• [Exercise requirements]: Rename "detector" to "locator" throughout all of the entries below, leaving everything else unchanged, and omit the pictures from your answer.

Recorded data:
========

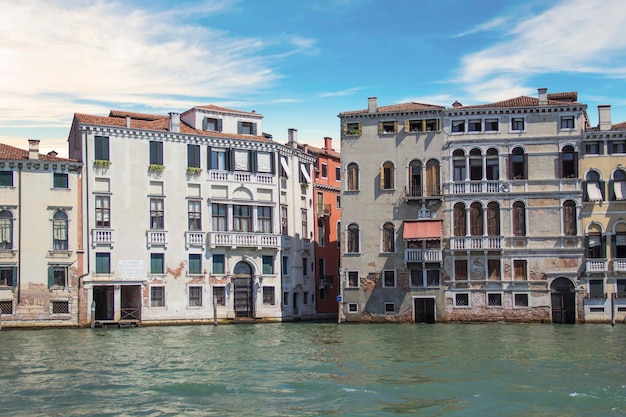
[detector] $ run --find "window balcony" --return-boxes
[146,230,167,249]
[450,236,503,250]
[185,231,206,250]
[209,232,281,249]
[585,259,609,273]
[91,229,115,247]
[404,249,442,263]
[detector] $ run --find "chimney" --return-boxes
[367,97,378,113]
[598,104,611,130]
[28,139,39,159]
[537,88,548,106]
[170,112,180,133]
[324,136,333,151]
[287,128,298,148]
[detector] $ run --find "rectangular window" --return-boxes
[212,254,226,274]
[263,287,276,306]
[150,141,163,165]
[150,253,165,274]
[150,198,165,230]
[189,286,202,307]
[0,171,13,187]
[213,287,226,306]
[96,252,111,274]
[52,172,70,188]
[94,136,109,161]
[187,144,200,168]
[187,253,202,275]
[187,200,202,231]
[263,255,274,275]
[96,195,111,229]
[150,286,165,307]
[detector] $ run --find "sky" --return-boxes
[0,0,626,156]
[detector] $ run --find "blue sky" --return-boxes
[0,0,626,154]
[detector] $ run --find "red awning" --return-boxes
[404,220,442,240]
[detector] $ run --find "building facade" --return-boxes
[0,140,83,328]
[68,105,315,325]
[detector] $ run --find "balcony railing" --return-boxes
[91,229,115,246]
[586,259,609,272]
[209,232,281,248]
[404,249,442,263]
[450,236,502,250]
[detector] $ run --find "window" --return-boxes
[561,116,574,129]
[380,161,395,190]
[212,254,226,274]
[96,252,111,274]
[0,266,17,287]
[189,285,202,307]
[563,200,577,236]
[187,144,200,168]
[559,145,578,178]
[237,121,256,135]
[48,265,68,288]
[257,206,272,233]
[513,294,528,307]
[511,117,524,132]
[346,162,359,191]
[150,141,163,165]
[187,253,202,275]
[263,287,276,306]
[150,198,165,230]
[150,286,165,307]
[202,117,222,132]
[0,171,13,187]
[487,293,502,307]
[52,210,68,250]
[513,259,528,281]
[96,195,111,229]
[382,223,396,252]
[213,287,226,306]
[187,200,202,231]
[94,136,109,161]
[263,255,274,275]
[347,223,359,253]
[233,205,252,232]
[383,270,396,287]
[211,203,227,232]
[348,271,359,288]
[52,172,70,188]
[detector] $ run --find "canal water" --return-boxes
[0,323,626,417]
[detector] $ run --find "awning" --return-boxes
[404,220,442,240]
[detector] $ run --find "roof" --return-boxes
[339,102,445,116]
[0,143,78,162]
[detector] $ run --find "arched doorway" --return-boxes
[233,262,254,318]
[550,277,576,324]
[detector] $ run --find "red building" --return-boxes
[301,137,341,319]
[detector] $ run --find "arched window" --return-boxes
[513,201,526,236]
[426,159,441,196]
[52,210,68,250]
[453,203,467,236]
[347,223,359,253]
[380,161,395,190]
[346,162,359,191]
[0,210,13,250]
[470,202,483,236]
[382,223,396,252]
[559,145,578,178]
[487,201,500,236]
[563,200,577,236]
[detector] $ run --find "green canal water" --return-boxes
[0,323,626,417]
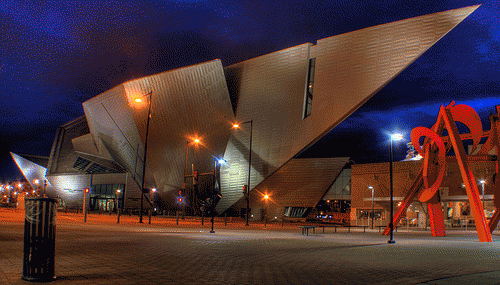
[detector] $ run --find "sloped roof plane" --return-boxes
[217,5,479,212]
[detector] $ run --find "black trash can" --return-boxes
[22,197,57,282]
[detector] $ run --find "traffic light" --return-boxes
[193,171,198,186]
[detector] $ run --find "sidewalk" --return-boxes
[0,209,500,284]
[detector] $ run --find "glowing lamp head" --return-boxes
[391,134,403,141]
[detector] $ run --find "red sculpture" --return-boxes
[383,102,500,242]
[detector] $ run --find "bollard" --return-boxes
[116,208,121,224]
[22,197,57,282]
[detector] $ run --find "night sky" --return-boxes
[0,0,500,182]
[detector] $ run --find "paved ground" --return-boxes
[0,209,500,284]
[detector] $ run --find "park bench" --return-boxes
[299,226,317,236]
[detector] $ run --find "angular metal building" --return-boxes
[13,6,479,216]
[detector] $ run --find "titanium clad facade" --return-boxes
[10,152,54,193]
[124,60,234,192]
[83,85,144,185]
[217,6,479,212]
[250,157,349,219]
[305,5,479,148]
[47,117,90,176]
[83,60,234,197]
[13,6,479,216]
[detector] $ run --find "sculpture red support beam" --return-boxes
[384,102,500,242]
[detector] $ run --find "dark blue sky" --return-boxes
[0,0,500,181]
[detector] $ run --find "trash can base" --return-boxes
[21,276,57,282]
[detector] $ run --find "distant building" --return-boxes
[351,149,496,228]
[13,6,478,217]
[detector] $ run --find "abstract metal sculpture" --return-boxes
[383,101,500,242]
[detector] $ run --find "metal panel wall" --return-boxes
[250,157,349,218]
[47,116,89,175]
[83,85,144,184]
[10,152,47,192]
[84,60,234,200]
[218,6,479,212]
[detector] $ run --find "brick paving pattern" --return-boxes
[0,209,500,284]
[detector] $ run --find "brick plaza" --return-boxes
[0,206,500,284]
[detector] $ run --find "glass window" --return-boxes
[304,58,316,119]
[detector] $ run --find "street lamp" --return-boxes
[184,138,201,214]
[134,91,153,223]
[479,180,486,213]
[368,186,375,229]
[233,120,253,226]
[264,194,269,227]
[33,179,40,196]
[387,134,403,243]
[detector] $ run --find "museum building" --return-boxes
[12,6,479,218]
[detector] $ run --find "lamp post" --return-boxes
[182,138,201,215]
[479,180,486,213]
[115,189,122,224]
[387,134,403,243]
[135,91,153,223]
[33,179,40,196]
[368,186,375,229]
[233,120,253,226]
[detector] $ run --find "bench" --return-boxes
[299,226,317,236]
[318,225,368,233]
[299,225,369,236]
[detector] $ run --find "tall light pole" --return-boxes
[479,180,486,213]
[387,134,403,243]
[182,138,201,214]
[368,186,375,229]
[233,120,253,226]
[135,91,153,223]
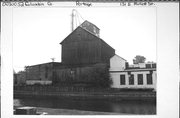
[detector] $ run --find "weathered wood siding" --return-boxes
[61,27,115,65]
[54,64,107,84]
[26,64,52,80]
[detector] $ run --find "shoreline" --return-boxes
[37,107,123,115]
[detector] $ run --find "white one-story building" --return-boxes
[109,55,157,90]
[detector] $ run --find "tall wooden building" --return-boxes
[60,21,115,66]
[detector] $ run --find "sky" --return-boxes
[13,7,156,72]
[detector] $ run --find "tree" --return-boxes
[133,55,146,64]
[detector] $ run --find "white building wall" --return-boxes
[110,71,156,90]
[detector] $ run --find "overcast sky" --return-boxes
[13,7,156,72]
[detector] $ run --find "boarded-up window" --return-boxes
[138,74,143,85]
[120,75,125,85]
[129,75,134,85]
[147,74,153,84]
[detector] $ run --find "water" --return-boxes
[14,98,156,114]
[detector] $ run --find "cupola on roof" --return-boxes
[80,20,100,37]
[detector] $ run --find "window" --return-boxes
[152,64,156,68]
[146,64,151,68]
[147,74,153,84]
[120,75,125,85]
[138,74,143,85]
[129,75,134,85]
[45,66,48,78]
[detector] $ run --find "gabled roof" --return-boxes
[80,20,99,29]
[60,26,114,49]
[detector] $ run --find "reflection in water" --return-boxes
[14,99,156,114]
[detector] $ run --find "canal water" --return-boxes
[14,98,156,115]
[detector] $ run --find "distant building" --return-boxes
[23,21,115,85]
[109,55,157,90]
[15,21,156,89]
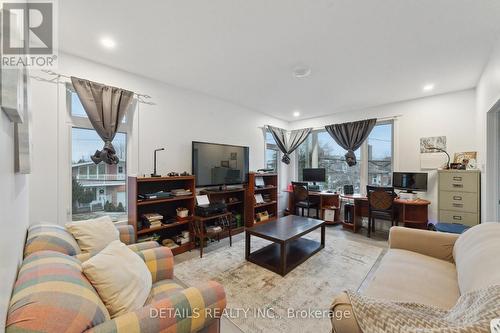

========

• [Answer to this task]:
[locator] $ run --find "window balcony" --return-boxes
[146,230,167,249]
[450,236,503,250]
[185,231,206,250]
[209,232,281,249]
[585,259,609,273]
[91,229,115,247]
[404,249,442,263]
[locator] $ run --find "chimney" --return-boxes
[367,97,378,113]
[598,104,611,130]
[28,139,39,159]
[537,88,548,106]
[170,112,180,133]
[324,136,333,151]
[287,128,298,148]
[locator] $ run --find "rectangular window" --return-boxes
[212,254,226,274]
[263,287,276,306]
[150,141,163,165]
[150,253,165,274]
[150,198,165,230]
[189,286,202,307]
[0,171,13,187]
[213,287,226,306]
[96,252,111,274]
[52,172,70,188]
[94,136,109,161]
[187,144,200,168]
[187,253,202,275]
[187,200,202,231]
[263,255,274,275]
[96,195,111,229]
[150,286,165,307]
[locator] $ run --find "sky" --return-boxes
[0,0,626,156]
[locator] $ run --find "blue sky" --return-boxes
[0,0,626,154]
[locator] $ run --find "red awning" --return-boxes
[404,220,442,240]
[locator] $ run --find "building facade" --return-boxes
[0,140,83,328]
[68,105,315,325]
[locator] $ run --find "balcony railing" --return-boxes
[91,229,115,246]
[586,259,609,272]
[209,232,281,248]
[404,249,442,263]
[450,236,502,250]
[locator] $ run --find "window" --return-boxes
[561,116,574,129]
[380,161,395,190]
[212,254,226,274]
[96,252,111,274]
[0,266,17,287]
[189,285,202,307]
[563,200,577,236]
[187,144,200,168]
[559,145,578,178]
[237,121,256,135]
[48,265,68,288]
[257,206,272,233]
[513,294,528,307]
[511,117,524,132]
[346,162,359,191]
[150,141,163,165]
[187,253,202,275]
[263,287,276,306]
[150,198,165,230]
[150,286,165,307]
[202,117,222,132]
[0,171,13,187]
[487,293,502,307]
[52,210,68,250]
[513,259,528,281]
[96,195,111,229]
[382,223,396,252]
[213,287,226,306]
[187,200,202,231]
[94,136,109,161]
[263,255,274,275]
[347,223,359,253]
[233,205,252,232]
[383,270,396,287]
[211,203,227,232]
[348,271,359,288]
[52,172,70,188]
[locator] $ run --find "canal water" --return-boxes
[0,323,626,417]
[locator] $ run --find "awning" --return-boxes
[404,220,442,240]
[locator] $ run --find "roof" --return-boxes
[339,102,445,116]
[0,143,78,162]
[locator] $ run --find "arched doorway" --return-boxes
[233,262,254,318]
[550,277,576,324]
[locator] $ run --find "red building" --return-boxes
[301,137,341,319]
[locator] $ run --find "arched window" --return-boxes
[513,201,526,236]
[426,159,441,196]
[52,210,68,250]
[453,203,467,236]
[347,223,359,253]
[380,161,395,190]
[346,162,359,191]
[0,210,13,250]
[470,202,483,236]
[382,223,396,252]
[559,145,578,178]
[487,201,500,236]
[563,200,577,236]
[locator] $ run --find "green canal water" --return-boxes
[0,323,626,417]
[locator] $ run --find "sloped roof plane" --return-boxes
[217,5,479,212]
[locator] $ run --find "black trash can" --return-boxes
[22,197,57,282]
[locator] $ run --find "traffic light" --return-boxes
[193,171,198,186]
[locator] $ run --find "sidewalk" --return-boxes
[0,209,500,284]
[locator] $ run --find "glowing lamp head" --return-boxes
[391,134,403,141]
[locator] $ run --find "red sculpture" --return-boxes
[383,102,500,242]
[locator] $ run --find "bollard" --return-boxes
[116,208,121,224]
[22,197,57,282]
[locator] $ run --find "night sky" --return-boxes
[0,0,500,182]
[locator] $ run --find "paved ground" --return-boxes
[0,209,500,284]
[locator] $ run --find "park bench" --return-boxes
[299,226,317,236]
[locator] $ run --find "angular metal building" --return-boxes
[13,6,479,216]
[locator] $ run --find "titanium clad facade" --return-boxes
[10,152,54,193]
[124,60,234,192]
[83,85,144,185]
[217,6,479,212]
[250,157,349,219]
[305,5,479,148]
[47,117,90,176]
[83,60,234,197]
[13,6,479,216]
[locator] $ run --find "sculpture red support beam" --return-boxes
[384,102,500,242]
[locator] $ run --find "dark blue sky" --return-boxes
[0,0,500,181]
[locator] $ run --find "trash can base" --return-boxes
[21,276,57,282]
[locator] $ run --find "distant building" --return-boxes
[351,149,496,228]
[13,6,478,217]
[locator] $ run --find "abstract metal sculpture" --return-boxes
[383,101,500,242]
[locator] $ run --find "metal panel wall" --return-boxes
[250,157,349,218]
[47,116,89,175]
[83,85,144,184]
[10,152,47,192]
[84,60,234,200]
[218,6,479,212]
[locator] $ run --find "brick paving pattern" --return-boxes
[0,209,500,284]
[locator] $ run --find "brick plaza" --return-boxes
[0,206,500,284]
[locator] $ run --find "glass window" --return-boxes
[304,58,316,119]
[locator] $ run --find "street lamp" --return-boxes
[184,138,201,214]
[134,91,153,223]
[479,180,486,213]
[368,186,375,229]
[233,120,253,226]
[264,194,269,227]
[33,179,40,196]
[387,134,403,243]
[locator] $ run --find "museum building" --return-boxes
[12,6,479,218]
[locator] $ run --find "lamp post" --return-boxes
[182,138,201,215]
[479,180,486,213]
[115,189,122,224]
[387,134,403,243]
[135,91,153,223]
[33,179,40,196]
[368,186,375,229]
[233,120,253,226]
[locator] $ run --find "bench" --return-boxes
[299,226,317,236]
[318,225,368,233]
[299,225,369,236]
[locator] $ run --find "tall light pole" --return-boxes
[479,180,486,213]
[387,134,403,243]
[182,138,201,214]
[368,186,375,229]
[233,120,253,226]
[135,91,153,223]
[locator] $ run --find "weathered wood siding" --return-boxes
[61,27,115,65]
[54,64,107,84]
[26,64,52,80]
[locator] $ run --find "shoreline" --return-boxes
[37,107,123,115]
[locator] $ run --find "white one-story building" --return-boxes
[109,55,157,90]
[locator] $ run --find "tall wooden building" --return-boxes
[60,21,115,66]
[locator] $ run --find "sky" --return-boxes
[13,7,156,72]
[locator] $ run --find "tree" --return-boxes
[133,55,146,64]
[locator] $ run --find "white building wall" --return-boxes
[110,71,156,90]
[locator] $ run --find "overcast sky" --return-boxes
[13,7,156,72]
[locator] $ run --find "boarded-up window" --return-boxes
[138,74,143,85]
[120,75,125,85]
[129,75,134,85]
[147,74,153,84]
[locator] $ run --find "water" --return-boxes
[14,98,156,114]
[locator] $ run --find "cupola on roof" --return-boxes
[80,20,100,37]
[locator] $ run --find "window" --return-boxes
[152,64,156,68]
[146,64,151,68]
[147,74,153,84]
[120,75,125,85]
[138,74,143,85]
[129,75,134,85]
[45,66,48,78]
[locator] $ run --find "gabled roof" --return-boxes
[80,20,99,29]
[60,26,114,49]
[locator] $ run --find "reflection in water" --return-boxes
[14,99,156,114]
[locator] $ run --find "canal water" --return-boxes
[14,98,156,115]
[locator] $ run --find "distant building" --return-boxes
[23,21,115,85]
[109,55,157,90]
[15,21,156,89]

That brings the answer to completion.